> [SET TASK 1]
Reproduce the part of the article on the SHARE Act hearing starting at "Anna’s testimony was" and ending at "by anti-hunting groups.", swapping "polar bears" for "grizzly bears".
> [SET TASK 2]
Extend the article on the SHARE Act hearing beyond its final sentence.

> [DOCUMENT SECTION]
— start —
Leaders in Congress promised that September would mark the point when they began to move the hunters’ agenda. They kept their promise, and the action may continue into October as well.
In the first week after the congressional August recess, the Federal Lands Subcommittee of the House Natural Resources committee held a hearing on H.R. 3668 – the Sportsmen’s Heritage and Recreational Enhancement (SHARE) Act. The bill was long awaited, originally intended to be introduced in June and intended as a companion bill to the Senate’s comprehensive pro-hunting Sportsmen’s Act. The SHARE Act includes multiple provisions that improve access and opportunities for hunting and fishing on federal lands. It was introduced by Rep. Jeff Duncan (R-SC) with original cosponsors Rep. Austin Scott (R-GA) and Rep. Rob Wittman (R-VA) and it differed from the Senate bill primarily in that Rep. Duncan and his colleagues decided to include a number of Second Amendment related issues as well.
Republican members of the committee invited witnesses including SCI’s own Anna Seidman. SCI was honored to be invited as one of only three witnesses supporting the bill. The minority members of the committee invited a gun control lobbyist as their sole witness, reflecting their decision to focus their opposition on the firearm related provisions of the bill. They also packed the hearing room with red-shirted gun control activists, ensuring that the media would focus on the debate over the gun-related issues of the legislation.
Anna’s testimony was centered on the hunting related provisions of the bill. She explained the bill section that would finally end litigation and delist wolves in the Western Great Lakes region from the Endangered Species Act (ESA). She covered the measure that would mandate the use of qualified volunteers in managing excess wildlife populations on federal lands. She noted the provision that would finally allow the importation of 40 polar bears that were legally hunted in Canada but have been marooned in cold storage since 2008 when the bears were listed as threatened under the ESA. And finally, she noted bill language that would remedy the quirks of the law that impede the government from effectively fighting back against nuisance litigation filed by anti-hunting groups.
— end —
> [DATA RECORDS]
— start —
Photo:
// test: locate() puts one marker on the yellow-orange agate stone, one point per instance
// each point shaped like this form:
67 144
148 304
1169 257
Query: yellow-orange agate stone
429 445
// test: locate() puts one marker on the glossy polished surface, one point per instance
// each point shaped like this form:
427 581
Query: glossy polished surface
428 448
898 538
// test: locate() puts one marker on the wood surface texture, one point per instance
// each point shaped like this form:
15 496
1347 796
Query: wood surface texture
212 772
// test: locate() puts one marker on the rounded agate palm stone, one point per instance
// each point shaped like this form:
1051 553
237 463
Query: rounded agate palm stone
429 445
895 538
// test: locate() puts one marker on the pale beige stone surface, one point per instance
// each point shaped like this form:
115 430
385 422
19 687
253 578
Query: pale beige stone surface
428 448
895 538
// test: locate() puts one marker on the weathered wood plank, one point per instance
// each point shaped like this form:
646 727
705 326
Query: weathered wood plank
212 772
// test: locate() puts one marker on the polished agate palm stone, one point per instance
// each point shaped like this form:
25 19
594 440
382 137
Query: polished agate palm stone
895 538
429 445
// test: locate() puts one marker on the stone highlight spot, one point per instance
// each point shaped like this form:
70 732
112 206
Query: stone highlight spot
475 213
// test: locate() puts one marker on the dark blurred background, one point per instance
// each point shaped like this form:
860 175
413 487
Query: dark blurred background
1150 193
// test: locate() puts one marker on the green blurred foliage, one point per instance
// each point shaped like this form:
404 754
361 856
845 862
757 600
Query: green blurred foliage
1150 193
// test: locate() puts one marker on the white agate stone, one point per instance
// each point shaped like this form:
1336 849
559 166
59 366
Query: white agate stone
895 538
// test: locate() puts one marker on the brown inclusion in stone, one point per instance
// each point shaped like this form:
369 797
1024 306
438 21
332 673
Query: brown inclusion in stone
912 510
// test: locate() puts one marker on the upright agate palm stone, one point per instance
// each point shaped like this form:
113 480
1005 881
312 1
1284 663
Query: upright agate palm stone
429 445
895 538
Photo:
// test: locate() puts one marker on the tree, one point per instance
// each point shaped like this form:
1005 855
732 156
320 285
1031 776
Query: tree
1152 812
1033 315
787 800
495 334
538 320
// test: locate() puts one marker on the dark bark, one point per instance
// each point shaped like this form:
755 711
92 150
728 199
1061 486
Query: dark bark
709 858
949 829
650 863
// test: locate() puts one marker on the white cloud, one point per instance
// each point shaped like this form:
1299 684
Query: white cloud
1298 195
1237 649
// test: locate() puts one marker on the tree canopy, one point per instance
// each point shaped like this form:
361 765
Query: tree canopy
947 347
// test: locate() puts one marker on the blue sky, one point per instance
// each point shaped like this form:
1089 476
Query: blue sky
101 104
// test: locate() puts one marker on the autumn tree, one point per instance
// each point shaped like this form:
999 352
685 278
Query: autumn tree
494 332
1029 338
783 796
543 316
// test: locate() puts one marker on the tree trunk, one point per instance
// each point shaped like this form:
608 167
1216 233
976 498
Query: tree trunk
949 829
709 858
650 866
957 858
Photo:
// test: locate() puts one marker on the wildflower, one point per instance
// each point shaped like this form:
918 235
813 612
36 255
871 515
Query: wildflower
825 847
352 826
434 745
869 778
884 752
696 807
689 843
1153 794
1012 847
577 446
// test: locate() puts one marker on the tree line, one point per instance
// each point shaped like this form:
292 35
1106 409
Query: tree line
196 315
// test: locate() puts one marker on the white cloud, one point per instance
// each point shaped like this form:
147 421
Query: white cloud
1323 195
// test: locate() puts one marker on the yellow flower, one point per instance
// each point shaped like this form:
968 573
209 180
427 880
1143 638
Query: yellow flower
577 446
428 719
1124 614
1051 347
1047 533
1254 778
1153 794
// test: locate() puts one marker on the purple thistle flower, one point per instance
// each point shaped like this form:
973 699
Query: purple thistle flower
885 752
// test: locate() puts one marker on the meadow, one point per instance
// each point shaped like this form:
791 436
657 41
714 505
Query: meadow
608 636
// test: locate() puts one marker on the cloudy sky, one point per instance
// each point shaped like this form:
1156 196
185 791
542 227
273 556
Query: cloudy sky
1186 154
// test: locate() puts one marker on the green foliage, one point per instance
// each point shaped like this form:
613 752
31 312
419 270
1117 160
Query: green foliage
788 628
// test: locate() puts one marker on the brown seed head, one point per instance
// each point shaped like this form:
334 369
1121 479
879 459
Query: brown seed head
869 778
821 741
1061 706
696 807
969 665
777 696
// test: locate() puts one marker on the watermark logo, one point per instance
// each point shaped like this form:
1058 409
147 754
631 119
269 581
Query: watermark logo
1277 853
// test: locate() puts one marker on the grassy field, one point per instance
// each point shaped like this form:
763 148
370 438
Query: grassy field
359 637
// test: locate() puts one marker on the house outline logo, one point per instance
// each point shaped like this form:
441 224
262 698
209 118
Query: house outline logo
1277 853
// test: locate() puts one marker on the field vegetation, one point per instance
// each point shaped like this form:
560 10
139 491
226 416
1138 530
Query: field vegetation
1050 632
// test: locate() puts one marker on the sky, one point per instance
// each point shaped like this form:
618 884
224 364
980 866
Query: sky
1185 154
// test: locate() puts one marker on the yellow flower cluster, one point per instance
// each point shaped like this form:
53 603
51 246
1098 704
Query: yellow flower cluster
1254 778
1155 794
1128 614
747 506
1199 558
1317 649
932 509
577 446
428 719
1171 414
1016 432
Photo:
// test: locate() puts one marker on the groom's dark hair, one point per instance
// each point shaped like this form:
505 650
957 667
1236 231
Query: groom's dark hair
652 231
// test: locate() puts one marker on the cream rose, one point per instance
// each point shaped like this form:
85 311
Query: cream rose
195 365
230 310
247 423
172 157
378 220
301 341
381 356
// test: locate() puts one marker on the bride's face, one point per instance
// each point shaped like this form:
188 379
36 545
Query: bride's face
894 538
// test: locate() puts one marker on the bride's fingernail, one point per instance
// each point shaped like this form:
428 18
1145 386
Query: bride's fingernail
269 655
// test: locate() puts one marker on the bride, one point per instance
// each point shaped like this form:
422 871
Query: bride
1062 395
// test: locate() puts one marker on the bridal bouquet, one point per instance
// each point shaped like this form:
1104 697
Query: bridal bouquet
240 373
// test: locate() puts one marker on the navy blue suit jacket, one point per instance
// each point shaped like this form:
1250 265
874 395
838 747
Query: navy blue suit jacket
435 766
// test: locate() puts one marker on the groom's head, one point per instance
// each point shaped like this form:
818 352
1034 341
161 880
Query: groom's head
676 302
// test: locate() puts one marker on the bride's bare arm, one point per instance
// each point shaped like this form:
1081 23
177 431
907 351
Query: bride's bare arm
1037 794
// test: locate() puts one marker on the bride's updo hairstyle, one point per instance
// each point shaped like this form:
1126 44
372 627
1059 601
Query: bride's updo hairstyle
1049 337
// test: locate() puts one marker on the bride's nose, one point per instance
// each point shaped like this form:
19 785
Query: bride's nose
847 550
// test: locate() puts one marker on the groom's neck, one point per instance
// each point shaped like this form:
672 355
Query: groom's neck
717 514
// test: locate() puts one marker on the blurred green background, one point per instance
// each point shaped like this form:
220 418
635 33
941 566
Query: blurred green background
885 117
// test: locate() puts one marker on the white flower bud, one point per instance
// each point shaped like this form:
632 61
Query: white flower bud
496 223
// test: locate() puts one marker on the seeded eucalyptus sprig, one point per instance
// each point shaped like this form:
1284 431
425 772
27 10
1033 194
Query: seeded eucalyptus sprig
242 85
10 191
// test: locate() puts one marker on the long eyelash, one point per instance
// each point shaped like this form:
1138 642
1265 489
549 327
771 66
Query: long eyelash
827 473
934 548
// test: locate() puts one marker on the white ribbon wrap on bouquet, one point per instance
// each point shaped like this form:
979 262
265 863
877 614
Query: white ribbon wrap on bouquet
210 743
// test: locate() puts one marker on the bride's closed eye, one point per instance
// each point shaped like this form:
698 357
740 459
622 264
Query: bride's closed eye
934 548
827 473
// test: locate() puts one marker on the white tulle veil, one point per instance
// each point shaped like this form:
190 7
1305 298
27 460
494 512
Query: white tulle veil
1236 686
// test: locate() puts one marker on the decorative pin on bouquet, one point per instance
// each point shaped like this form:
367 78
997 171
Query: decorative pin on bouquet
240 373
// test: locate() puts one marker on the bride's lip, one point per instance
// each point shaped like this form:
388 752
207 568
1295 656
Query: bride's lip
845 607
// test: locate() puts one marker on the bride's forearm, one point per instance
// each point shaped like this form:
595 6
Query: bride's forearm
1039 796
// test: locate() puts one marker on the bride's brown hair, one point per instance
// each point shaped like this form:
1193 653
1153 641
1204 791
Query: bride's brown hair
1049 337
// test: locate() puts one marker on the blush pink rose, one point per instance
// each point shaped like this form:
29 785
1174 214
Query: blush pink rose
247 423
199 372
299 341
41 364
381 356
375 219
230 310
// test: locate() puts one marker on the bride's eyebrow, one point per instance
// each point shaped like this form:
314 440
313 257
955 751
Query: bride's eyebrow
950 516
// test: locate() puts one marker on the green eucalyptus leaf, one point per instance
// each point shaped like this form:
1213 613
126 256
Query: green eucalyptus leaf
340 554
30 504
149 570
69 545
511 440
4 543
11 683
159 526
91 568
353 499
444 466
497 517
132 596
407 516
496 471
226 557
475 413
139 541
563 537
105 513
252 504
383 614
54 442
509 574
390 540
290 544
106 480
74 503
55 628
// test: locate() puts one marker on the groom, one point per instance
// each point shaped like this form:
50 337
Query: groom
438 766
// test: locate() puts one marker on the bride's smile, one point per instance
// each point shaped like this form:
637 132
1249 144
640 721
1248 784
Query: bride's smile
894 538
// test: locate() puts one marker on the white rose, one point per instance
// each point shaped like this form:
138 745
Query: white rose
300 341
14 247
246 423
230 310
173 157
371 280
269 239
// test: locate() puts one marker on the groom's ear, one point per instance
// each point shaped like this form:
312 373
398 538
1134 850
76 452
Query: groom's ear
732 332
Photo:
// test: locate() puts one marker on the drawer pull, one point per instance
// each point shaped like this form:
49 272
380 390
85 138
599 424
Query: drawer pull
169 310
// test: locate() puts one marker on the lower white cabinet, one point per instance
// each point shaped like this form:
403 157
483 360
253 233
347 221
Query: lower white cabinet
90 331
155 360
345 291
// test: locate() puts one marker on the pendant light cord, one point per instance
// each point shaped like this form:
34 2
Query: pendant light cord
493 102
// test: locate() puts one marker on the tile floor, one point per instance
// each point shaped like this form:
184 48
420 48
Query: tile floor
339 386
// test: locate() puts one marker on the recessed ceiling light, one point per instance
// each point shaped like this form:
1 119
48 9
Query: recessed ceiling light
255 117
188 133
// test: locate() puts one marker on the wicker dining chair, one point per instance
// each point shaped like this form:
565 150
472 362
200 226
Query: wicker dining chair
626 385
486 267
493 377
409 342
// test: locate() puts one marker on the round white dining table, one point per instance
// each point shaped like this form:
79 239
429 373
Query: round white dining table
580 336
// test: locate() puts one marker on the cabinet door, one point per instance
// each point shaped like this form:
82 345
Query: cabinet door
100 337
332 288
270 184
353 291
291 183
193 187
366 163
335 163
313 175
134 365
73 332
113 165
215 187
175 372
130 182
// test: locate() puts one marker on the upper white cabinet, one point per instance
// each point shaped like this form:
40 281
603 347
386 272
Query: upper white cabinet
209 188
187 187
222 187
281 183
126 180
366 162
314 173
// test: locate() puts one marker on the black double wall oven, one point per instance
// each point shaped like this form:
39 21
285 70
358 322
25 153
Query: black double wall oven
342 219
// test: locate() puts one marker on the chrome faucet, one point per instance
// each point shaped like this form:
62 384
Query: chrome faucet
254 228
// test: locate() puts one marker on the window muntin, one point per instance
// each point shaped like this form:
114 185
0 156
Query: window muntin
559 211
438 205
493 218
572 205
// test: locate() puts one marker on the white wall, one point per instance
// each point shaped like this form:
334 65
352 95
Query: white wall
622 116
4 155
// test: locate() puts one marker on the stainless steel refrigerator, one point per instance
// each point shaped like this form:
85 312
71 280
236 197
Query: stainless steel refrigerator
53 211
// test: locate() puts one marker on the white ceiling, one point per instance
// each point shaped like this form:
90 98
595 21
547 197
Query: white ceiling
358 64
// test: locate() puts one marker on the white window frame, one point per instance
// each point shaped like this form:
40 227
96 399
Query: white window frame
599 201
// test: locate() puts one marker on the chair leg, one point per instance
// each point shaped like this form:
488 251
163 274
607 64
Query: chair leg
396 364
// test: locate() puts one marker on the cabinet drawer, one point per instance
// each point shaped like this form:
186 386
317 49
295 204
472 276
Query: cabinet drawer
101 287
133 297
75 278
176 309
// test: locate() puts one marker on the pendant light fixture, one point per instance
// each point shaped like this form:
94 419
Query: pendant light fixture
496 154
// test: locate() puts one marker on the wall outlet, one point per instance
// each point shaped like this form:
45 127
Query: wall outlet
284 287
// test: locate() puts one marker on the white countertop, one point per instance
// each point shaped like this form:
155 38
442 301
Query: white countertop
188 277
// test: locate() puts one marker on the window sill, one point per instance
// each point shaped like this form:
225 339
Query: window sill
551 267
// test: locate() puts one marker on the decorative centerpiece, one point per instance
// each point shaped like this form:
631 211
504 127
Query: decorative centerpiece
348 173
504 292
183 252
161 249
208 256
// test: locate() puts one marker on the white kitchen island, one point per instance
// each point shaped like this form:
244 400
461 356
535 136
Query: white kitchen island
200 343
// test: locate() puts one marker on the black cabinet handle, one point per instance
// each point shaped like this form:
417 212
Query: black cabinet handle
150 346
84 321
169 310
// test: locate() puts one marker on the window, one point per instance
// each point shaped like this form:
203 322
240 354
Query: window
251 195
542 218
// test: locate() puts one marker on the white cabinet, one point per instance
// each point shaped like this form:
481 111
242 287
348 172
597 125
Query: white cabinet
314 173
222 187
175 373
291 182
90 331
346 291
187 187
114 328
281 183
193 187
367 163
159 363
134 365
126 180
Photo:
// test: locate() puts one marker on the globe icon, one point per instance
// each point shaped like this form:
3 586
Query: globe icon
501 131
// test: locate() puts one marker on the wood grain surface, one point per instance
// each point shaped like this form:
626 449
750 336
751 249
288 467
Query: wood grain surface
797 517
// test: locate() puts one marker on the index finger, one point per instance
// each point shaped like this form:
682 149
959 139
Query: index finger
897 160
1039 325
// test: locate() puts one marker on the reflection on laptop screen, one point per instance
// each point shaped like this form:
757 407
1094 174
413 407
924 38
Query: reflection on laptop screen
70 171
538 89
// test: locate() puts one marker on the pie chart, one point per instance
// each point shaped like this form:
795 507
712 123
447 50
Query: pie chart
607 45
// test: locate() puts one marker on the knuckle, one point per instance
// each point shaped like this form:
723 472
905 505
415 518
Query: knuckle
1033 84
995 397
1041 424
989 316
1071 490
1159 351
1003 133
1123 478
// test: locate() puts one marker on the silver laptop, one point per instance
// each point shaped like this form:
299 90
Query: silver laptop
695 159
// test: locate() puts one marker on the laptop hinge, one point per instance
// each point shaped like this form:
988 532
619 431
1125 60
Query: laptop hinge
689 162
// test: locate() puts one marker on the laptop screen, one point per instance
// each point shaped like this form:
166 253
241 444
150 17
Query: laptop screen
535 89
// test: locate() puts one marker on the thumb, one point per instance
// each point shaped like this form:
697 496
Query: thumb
— end —
> [FINAL RESULT 1]
Anna’s testimony was centered on the hunting related provisions of the bill. She explained the bill section that would finally end litigation and delist wolves in the Western Great Lakes region from the Endangered Species Act (ESA). She covered the measure that would mandate the use of qualified volunteers in managing excess wildlife populations on federal lands. She noted the provision that would finally allow the importation of 40 grizzly bears that were legally hunted in Canada but have been marooned in cold storage since 2008 when the bears were listed as threatened under the ESA. And finally, she noted bill language that would remedy the quirks of the law that impede the government from effectively fighting back against nuisance litigation filed by anti-hunting groups.

> [FINAL RESULT 2]
Other witnesses focused on the gun related measures in the bill, all common-sense reforms to benefit the American hunter and gun owner. The most notable of the major provisions is the latest version of the Hearing Protection Act, which would remove firearm suppressors from the onerous paperwork and red tape of the National Firearms Act, and simply treat them the same as firearms sold at retail – requiring only an instant background check. Another would clarify the intent of the 1986 Firearm Owners Protection Act to protect hunters and gun owners from prosecution when they travel through states that have restrictive gun control schemes. And the last major change would eliminate the “sporting purposes” test used to evaluate firearms submitted for importation into the United States. That arbitrary standard had been grossly manipulated by anti-gun administrations in recent years to preclude the importation of entire classes of firearms, continually moving the goal post of what type of guns were allowed to reach the U.S. market. The end result was that the American consumer market was closed off to entire classes of imported firearms, but consumers were able to buy precisely the same guns as long as they were domestically manufactured. It’s quite silly, really.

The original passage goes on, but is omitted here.